Begin at the line containing "column 616, row 601" in the data below and go on through the line containing "Query: policewoman in uniform", repeating each line exactly; include both ends and no other line.

^^^^^^^^^^^^^^^^

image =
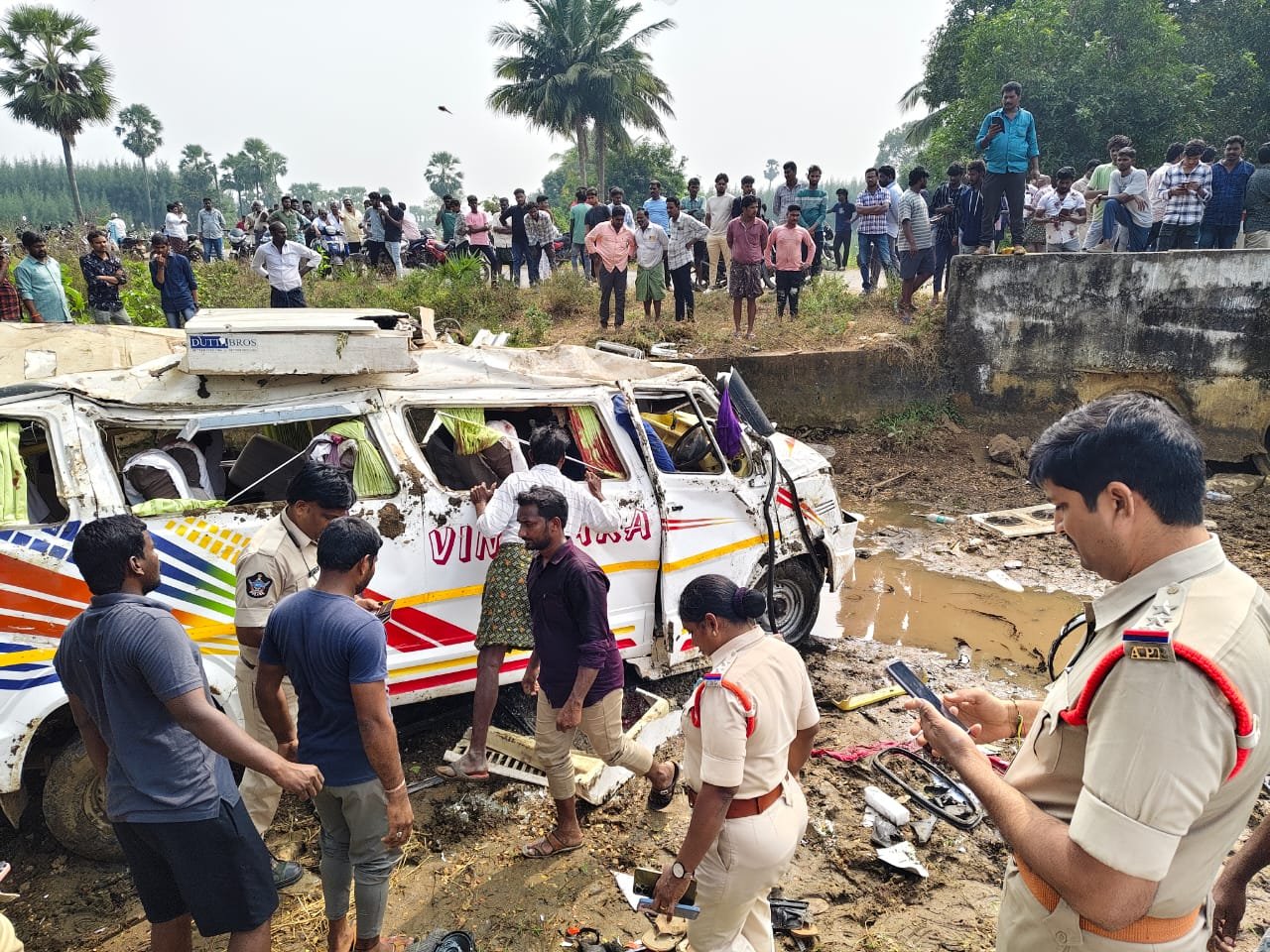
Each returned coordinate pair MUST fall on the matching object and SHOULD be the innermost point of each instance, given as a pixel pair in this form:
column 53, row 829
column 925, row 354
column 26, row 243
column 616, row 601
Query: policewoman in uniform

^^^^^^^^^^^^^^^^

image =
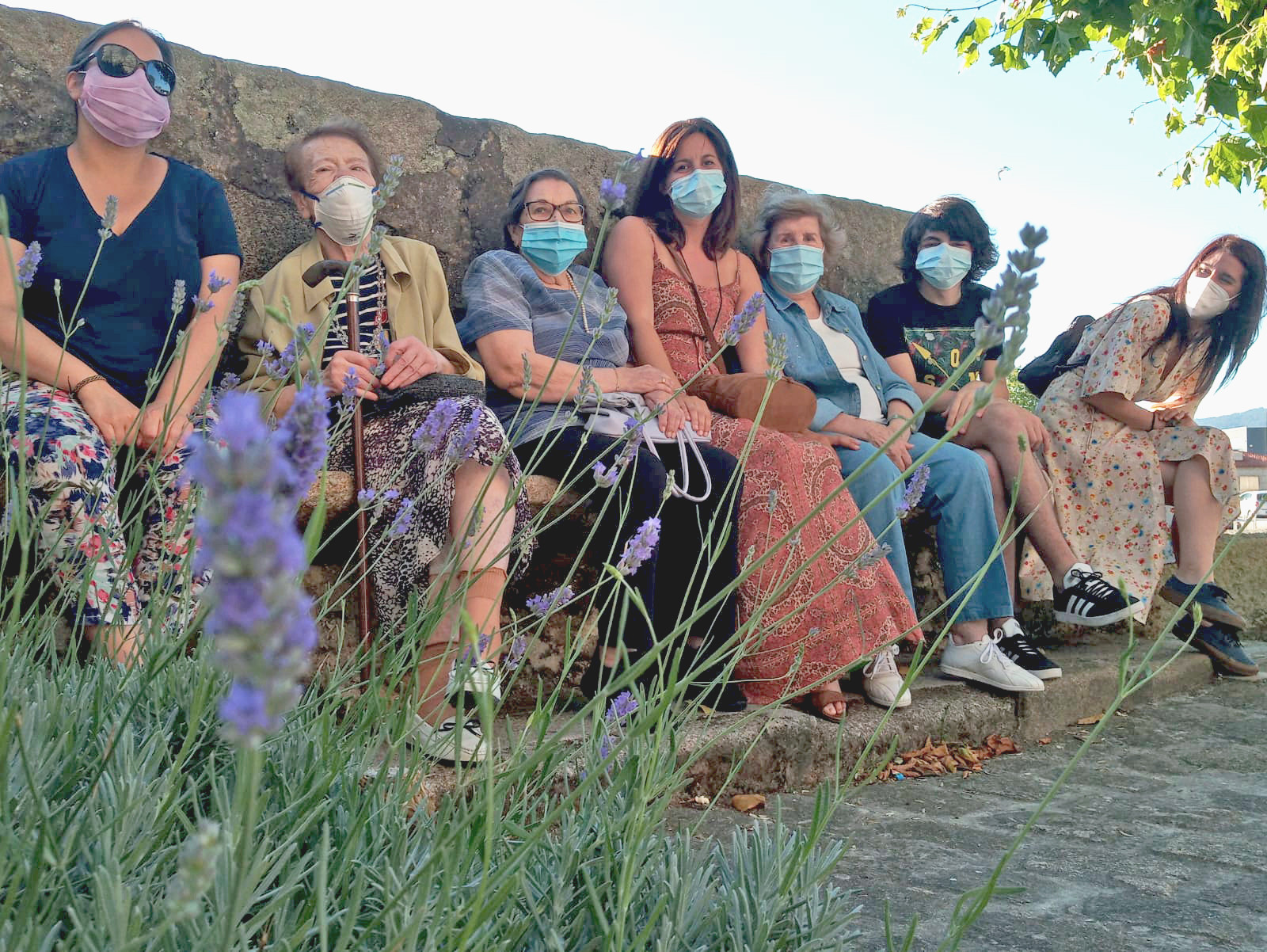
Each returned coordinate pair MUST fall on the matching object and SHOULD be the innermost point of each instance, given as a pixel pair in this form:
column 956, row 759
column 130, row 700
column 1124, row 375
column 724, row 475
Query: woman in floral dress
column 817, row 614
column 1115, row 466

^^^^^^^^^^^^^^^^

**Answer box**
column 616, row 601
Query: policewoman in uniform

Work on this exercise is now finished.